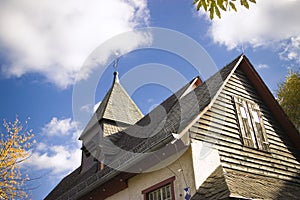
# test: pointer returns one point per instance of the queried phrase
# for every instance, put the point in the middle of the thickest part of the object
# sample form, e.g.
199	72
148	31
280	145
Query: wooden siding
220	127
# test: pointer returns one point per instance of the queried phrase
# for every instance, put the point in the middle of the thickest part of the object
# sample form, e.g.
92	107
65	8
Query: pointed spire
116	77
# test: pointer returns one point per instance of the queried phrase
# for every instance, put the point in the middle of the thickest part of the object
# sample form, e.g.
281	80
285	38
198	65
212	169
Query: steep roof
116	106
73	180
177	114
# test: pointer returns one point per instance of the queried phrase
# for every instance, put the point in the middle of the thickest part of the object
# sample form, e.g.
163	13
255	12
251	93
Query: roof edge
272	103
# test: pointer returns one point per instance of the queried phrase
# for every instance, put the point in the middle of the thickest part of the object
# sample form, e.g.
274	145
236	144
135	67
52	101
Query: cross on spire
116	61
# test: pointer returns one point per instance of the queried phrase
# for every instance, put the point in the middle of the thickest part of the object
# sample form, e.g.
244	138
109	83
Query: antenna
116	61
243	50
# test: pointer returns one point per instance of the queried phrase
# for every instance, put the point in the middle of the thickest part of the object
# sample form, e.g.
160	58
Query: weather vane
116	61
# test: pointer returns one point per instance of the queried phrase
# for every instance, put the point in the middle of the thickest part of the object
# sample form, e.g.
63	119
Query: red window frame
159	185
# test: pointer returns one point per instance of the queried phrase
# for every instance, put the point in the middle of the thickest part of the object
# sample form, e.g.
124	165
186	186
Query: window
160	191
251	124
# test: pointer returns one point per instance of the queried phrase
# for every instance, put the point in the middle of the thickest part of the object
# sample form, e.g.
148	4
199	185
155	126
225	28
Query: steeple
118	106
116	112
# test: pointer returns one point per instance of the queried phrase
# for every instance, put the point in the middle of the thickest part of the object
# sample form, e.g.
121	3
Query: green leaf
232	6
199	5
221	4
211	12
245	3
204	4
218	12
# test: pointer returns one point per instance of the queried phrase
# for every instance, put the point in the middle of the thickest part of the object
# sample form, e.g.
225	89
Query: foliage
15	143
288	94
214	6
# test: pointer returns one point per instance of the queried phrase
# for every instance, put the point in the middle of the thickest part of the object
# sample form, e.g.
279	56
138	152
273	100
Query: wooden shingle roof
155	130
118	106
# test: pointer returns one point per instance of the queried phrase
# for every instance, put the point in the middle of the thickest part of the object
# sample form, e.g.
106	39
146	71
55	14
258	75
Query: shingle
118	106
169	117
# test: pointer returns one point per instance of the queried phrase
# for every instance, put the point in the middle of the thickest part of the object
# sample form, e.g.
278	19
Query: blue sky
44	44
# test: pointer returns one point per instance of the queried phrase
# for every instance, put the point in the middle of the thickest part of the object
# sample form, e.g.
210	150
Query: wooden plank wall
219	126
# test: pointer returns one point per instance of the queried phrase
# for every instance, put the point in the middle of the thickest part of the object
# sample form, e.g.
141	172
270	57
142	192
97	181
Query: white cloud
291	49
59	127
57	158
96	106
267	23
88	108
262	66
54	38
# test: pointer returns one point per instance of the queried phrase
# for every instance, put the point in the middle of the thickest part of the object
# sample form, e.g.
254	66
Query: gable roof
116	106
72	182
175	115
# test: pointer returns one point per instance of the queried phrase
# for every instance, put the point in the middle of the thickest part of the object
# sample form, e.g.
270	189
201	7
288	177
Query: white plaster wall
143	181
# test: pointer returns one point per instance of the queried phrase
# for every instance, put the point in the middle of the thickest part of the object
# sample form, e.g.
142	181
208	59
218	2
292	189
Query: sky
48	48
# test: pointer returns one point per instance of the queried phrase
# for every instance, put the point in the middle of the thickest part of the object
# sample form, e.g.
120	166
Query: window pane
163	193
243	112
255	116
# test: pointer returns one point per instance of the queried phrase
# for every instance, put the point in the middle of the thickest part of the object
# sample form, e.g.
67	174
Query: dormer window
251	125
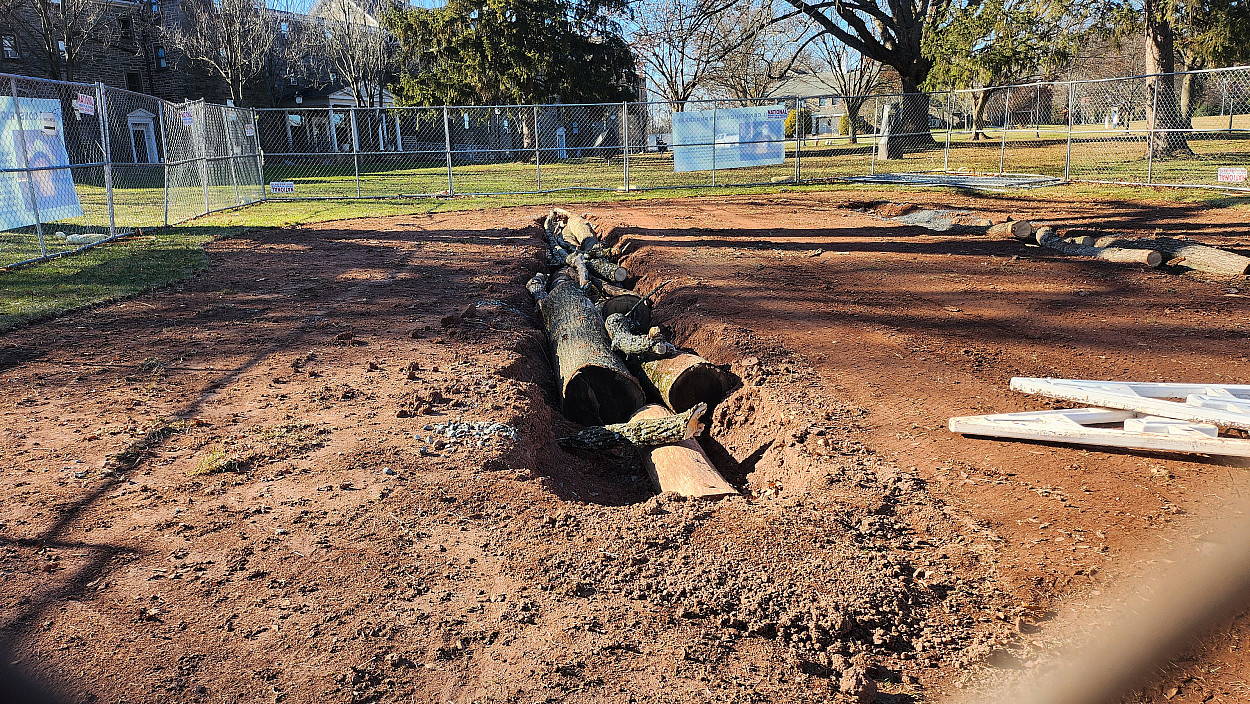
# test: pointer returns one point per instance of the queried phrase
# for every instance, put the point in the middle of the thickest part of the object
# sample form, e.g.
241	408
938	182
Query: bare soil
238	489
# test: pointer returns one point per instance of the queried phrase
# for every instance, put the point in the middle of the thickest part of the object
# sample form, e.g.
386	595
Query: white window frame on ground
144	121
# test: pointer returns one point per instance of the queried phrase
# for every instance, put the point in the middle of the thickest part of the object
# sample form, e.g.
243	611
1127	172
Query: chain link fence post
799	123
538	149
446	143
1006	126
876	124
199	125
1071	111
106	145
625	143
1151	124
714	106
164	155
950	120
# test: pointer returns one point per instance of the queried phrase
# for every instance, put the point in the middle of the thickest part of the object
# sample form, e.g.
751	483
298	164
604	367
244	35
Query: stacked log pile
1149	251
609	360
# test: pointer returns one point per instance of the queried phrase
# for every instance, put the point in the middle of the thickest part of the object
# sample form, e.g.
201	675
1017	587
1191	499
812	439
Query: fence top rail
38	79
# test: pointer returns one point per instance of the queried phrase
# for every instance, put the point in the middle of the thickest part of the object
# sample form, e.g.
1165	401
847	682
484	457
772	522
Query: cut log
639	432
608	269
1018	229
683	467
609	305
576	229
1048	238
576	261
1193	255
595	387
634	348
683	380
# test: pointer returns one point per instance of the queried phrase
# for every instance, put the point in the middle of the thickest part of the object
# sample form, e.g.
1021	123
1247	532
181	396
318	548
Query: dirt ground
244	489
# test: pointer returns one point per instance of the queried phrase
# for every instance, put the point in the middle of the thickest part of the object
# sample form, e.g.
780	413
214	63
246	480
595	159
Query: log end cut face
596	395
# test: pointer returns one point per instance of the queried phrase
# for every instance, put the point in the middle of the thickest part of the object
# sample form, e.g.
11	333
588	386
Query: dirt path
244	490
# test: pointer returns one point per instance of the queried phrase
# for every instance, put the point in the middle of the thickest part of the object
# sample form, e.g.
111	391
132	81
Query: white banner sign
743	136
1231	174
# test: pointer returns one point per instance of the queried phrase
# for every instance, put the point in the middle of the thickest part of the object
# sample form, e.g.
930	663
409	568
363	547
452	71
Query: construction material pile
609	362
1184	418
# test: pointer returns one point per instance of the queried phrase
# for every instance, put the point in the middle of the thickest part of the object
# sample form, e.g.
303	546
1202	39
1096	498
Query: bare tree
756	51
65	33
355	48
678	44
231	38
851	74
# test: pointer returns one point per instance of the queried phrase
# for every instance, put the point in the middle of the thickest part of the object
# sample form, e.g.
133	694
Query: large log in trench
614	299
1150	258
1193	255
681	467
595	387
683	380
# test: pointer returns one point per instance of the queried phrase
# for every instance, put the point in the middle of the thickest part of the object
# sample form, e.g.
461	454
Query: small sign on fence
1231	174
84	104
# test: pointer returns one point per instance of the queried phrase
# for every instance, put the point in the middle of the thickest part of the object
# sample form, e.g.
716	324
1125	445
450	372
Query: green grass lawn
159	256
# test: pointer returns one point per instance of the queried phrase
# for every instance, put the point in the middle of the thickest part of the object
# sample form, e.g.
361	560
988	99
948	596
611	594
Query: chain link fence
84	163
81	164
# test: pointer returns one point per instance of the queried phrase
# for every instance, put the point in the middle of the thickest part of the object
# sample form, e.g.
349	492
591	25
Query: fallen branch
639	432
635	348
1193	255
1150	258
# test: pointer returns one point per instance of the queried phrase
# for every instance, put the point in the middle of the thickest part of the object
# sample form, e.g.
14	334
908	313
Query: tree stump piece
681	467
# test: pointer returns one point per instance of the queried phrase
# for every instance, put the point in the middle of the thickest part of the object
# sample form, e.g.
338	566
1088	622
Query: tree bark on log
608	269
576	229
683	380
1150	258
1199	256
614	299
681	467
634	348
661	429
595	387
1018	229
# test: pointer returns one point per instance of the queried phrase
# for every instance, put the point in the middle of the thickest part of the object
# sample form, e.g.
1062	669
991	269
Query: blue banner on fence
41	133
744	136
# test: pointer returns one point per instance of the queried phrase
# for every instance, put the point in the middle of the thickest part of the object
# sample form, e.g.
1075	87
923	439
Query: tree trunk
648	432
1193	255
980	100
595	387
683	467
683	380
1163	111
1048	238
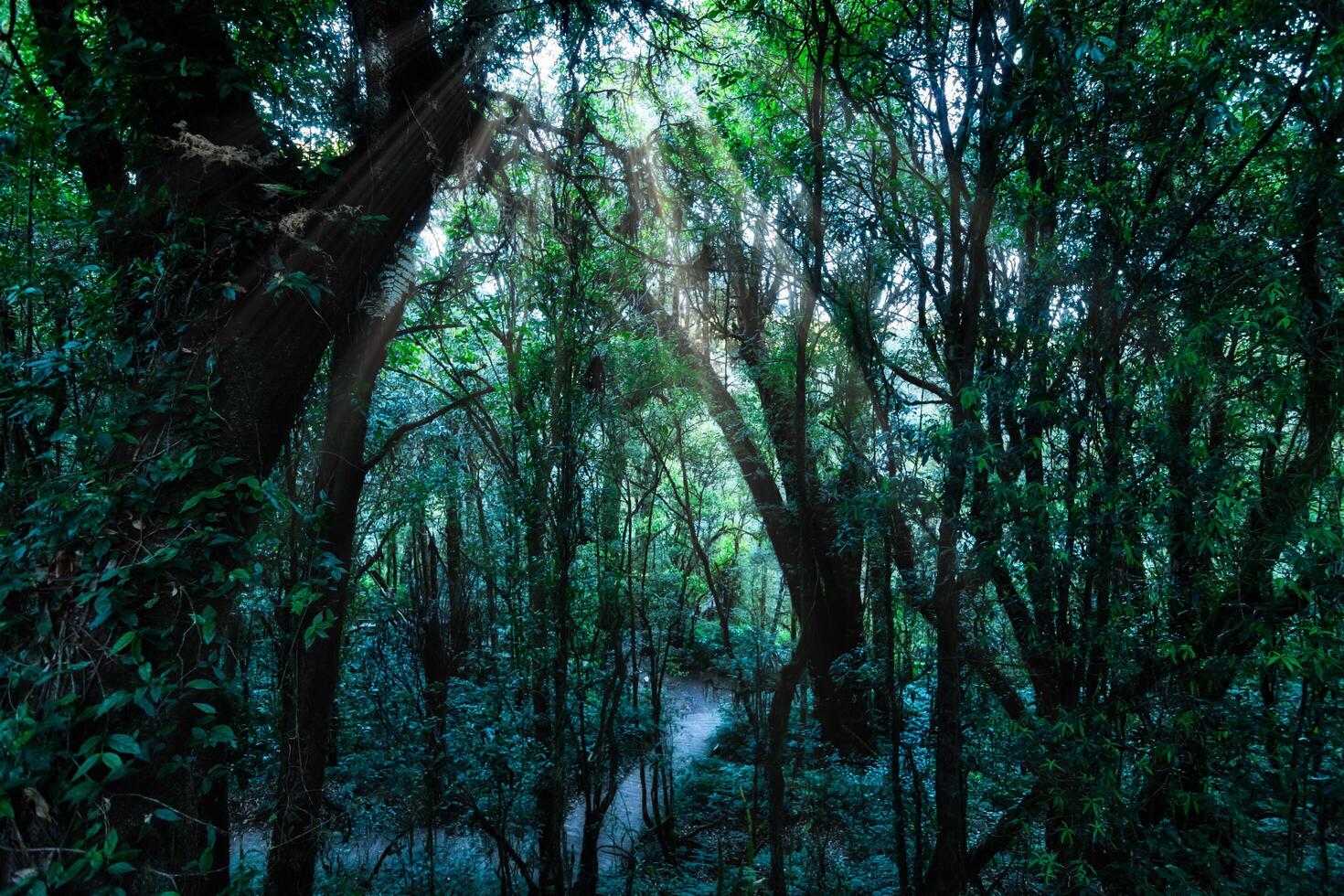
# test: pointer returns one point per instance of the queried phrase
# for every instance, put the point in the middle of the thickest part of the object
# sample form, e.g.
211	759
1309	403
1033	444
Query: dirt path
692	709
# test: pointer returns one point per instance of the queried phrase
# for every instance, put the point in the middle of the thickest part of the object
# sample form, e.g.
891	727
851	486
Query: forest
671	446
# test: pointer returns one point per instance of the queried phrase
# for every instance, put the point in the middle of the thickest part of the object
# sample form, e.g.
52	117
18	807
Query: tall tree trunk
309	669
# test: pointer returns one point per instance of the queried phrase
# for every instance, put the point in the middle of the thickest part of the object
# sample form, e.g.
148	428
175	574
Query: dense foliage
413	414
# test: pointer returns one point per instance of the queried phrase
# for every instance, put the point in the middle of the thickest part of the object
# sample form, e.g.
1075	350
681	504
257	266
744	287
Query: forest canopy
671	446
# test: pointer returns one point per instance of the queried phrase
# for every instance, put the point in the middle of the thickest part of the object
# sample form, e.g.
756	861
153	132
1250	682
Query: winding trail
692	709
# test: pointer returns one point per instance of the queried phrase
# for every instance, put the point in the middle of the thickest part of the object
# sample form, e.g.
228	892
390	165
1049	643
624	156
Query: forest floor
694	709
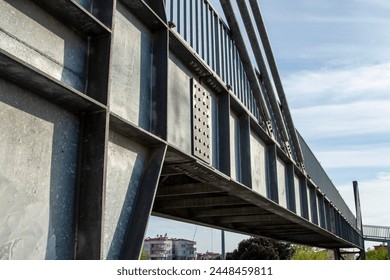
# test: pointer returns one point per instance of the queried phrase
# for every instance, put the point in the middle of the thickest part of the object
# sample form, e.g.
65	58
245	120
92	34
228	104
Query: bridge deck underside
192	192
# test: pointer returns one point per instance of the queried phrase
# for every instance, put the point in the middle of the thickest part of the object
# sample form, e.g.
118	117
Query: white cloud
365	156
355	119
307	88
374	199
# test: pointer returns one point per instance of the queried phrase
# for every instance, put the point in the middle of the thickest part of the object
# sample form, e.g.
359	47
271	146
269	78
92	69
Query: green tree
379	254
144	255
257	248
310	253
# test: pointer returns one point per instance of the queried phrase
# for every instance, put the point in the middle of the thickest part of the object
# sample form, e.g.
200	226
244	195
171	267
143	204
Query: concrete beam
198	202
186	189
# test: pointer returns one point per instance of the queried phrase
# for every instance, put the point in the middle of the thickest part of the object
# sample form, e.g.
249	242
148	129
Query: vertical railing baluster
223	49
191	23
218	50
208	35
198	21
212	39
171	10
185	20
203	30
230	61
178	13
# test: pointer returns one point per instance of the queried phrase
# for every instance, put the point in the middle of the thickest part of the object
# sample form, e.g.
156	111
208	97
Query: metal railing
197	22
376	233
202	28
321	179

# WHAT THE TASK ASKS:
Which lines in the items above contain the string "forest", with case counting? Copy each of those lines in full.

# REPLY:
Query: forest
Query: forest canopy
Query: forest floor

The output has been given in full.